_Problem details_
Transcribe the stretch of the passage on the charity golf tournament from "Faculty members from" through "American combat veterans.".

Chairmen of the tournament include Bill O’Brien, head football coach at Penn State; Ken Niumatalolo, head football coach at the U.S. Naval Academy; Gerald Fussell, retired colonel of the U.S. Marine Corps; and Ryan McCombie, retired captain of the United States Navy SEALs and newly-elected member of the Penn State Board of Trustees.

Faculty members from the College of Health and Human Development at Penn State are volunteering their time to help organize the charity golf tournament, which will benefit the SEAL Legacy Foundation -- dedicated to providing educational assistance and support grants to families of wounded and fallen United States Navy SEALs -- and the Salute Military Golf Association, which provides mental and physical rehabilitation through golf instruction, equipment and playing opportunities to post-9/11 wounded American combat veterans.

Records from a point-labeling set
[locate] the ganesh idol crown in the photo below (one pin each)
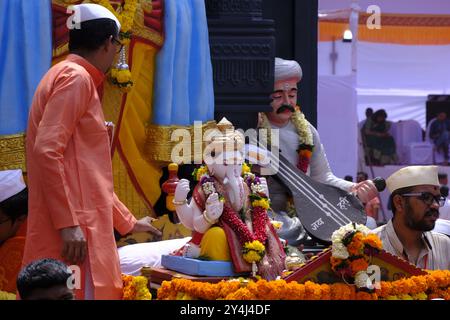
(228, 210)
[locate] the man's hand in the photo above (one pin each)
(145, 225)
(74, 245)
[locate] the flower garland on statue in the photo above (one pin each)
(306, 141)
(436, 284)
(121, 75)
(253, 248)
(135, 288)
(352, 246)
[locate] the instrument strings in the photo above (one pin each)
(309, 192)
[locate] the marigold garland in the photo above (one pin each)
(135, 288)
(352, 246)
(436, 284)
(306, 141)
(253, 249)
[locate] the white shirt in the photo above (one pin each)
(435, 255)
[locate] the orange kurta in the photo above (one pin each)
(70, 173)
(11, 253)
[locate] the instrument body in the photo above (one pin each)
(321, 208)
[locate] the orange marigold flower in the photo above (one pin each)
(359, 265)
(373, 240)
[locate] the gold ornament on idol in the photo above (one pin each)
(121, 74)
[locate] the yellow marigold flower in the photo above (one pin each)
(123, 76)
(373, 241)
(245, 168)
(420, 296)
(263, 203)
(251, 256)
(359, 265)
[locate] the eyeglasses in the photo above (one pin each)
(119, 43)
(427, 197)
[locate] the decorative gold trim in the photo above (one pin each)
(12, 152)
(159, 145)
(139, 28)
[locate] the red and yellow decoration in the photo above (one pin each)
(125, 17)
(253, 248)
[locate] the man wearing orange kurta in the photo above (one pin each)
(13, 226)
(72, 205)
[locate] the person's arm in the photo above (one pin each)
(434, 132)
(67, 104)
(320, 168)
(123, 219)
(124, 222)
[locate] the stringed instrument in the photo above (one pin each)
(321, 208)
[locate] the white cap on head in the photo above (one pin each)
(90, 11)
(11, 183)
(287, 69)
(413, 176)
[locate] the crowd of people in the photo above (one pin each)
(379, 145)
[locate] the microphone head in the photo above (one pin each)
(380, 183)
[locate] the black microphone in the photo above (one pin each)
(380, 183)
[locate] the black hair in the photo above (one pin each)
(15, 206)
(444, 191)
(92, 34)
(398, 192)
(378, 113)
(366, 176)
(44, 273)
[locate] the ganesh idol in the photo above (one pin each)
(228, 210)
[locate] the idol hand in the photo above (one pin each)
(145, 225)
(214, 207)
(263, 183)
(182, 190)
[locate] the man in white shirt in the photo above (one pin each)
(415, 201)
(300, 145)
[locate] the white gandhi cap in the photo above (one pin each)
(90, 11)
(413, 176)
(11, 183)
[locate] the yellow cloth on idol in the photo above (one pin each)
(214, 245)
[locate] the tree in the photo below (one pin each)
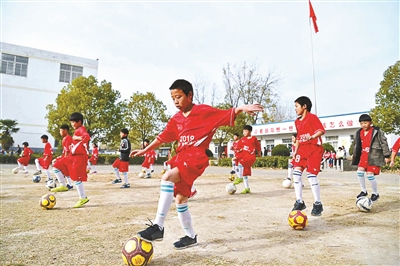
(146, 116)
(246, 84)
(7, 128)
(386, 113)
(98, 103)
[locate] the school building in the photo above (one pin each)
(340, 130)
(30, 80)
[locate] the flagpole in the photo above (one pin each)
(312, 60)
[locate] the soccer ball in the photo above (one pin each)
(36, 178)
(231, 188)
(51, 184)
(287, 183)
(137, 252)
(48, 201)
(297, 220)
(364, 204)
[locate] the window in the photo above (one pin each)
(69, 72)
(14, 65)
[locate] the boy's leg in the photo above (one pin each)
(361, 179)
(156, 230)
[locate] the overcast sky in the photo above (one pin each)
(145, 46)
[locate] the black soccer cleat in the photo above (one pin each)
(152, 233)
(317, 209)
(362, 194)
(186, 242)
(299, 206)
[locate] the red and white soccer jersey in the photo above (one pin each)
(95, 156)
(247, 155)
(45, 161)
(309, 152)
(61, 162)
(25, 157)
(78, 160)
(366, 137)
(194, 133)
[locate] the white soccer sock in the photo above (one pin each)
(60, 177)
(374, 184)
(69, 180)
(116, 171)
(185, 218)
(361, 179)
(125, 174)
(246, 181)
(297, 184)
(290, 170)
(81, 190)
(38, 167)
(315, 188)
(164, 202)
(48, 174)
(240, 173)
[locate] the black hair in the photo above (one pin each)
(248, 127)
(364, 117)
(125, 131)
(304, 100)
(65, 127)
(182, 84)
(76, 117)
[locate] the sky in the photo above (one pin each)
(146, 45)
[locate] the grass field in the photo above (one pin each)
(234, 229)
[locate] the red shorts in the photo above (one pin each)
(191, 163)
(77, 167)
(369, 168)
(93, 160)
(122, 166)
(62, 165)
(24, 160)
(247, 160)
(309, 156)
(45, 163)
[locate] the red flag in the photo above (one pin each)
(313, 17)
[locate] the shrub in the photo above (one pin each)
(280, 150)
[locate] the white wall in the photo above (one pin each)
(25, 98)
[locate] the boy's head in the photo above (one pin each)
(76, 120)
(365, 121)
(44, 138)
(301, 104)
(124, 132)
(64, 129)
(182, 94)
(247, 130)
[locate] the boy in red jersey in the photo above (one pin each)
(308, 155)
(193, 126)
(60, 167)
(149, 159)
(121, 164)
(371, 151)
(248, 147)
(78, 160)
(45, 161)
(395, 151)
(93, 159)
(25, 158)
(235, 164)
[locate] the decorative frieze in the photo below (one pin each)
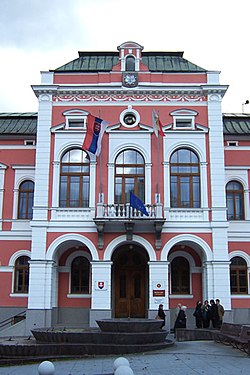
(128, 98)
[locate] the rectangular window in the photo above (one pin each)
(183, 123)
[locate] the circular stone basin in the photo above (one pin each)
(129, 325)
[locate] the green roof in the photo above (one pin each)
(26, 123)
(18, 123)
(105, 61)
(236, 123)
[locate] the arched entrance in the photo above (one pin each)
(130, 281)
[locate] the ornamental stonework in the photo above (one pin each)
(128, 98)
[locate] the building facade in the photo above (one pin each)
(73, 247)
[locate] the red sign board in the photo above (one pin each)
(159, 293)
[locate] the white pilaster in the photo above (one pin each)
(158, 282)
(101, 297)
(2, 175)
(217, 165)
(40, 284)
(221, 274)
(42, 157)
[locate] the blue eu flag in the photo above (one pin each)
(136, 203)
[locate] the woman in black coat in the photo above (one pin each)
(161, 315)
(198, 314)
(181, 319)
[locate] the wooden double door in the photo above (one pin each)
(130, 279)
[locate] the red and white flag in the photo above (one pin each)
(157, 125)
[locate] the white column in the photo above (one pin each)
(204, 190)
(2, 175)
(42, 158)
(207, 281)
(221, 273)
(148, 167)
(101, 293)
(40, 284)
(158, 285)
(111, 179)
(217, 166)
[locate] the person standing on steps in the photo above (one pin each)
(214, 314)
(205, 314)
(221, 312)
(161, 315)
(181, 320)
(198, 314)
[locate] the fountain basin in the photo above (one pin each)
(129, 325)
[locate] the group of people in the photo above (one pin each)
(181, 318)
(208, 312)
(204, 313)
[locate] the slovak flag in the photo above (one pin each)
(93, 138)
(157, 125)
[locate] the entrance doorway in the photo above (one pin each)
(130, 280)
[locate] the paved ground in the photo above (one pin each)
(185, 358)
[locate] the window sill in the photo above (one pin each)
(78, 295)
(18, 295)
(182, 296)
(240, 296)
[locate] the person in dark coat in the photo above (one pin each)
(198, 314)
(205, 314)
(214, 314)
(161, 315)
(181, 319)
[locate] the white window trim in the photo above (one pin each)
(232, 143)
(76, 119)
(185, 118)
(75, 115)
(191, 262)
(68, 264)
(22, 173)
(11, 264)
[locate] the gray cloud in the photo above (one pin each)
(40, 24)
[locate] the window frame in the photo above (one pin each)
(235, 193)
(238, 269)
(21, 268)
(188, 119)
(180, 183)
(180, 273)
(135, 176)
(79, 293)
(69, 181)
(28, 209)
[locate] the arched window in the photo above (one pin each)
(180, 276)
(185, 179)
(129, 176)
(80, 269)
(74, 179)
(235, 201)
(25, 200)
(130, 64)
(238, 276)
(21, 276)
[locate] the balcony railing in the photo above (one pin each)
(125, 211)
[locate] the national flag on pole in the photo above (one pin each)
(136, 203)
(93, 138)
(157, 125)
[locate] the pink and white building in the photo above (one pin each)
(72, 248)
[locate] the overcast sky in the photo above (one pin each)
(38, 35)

_Written response_
Faculty members from the College of Health and Human Development at Penn State are volunteering their time to help organize the charity golf tournament, which will benefit the SEAL Legacy Foundation -- dedicated to providing educational assistance and support grants to families of wounded and fallen United States Navy SEALs -- and the Salute Military Golf Association, which provides mental and physical rehabilitation through golf instruction, equipment and playing opportunities to post-9/11 wounded American combat veterans.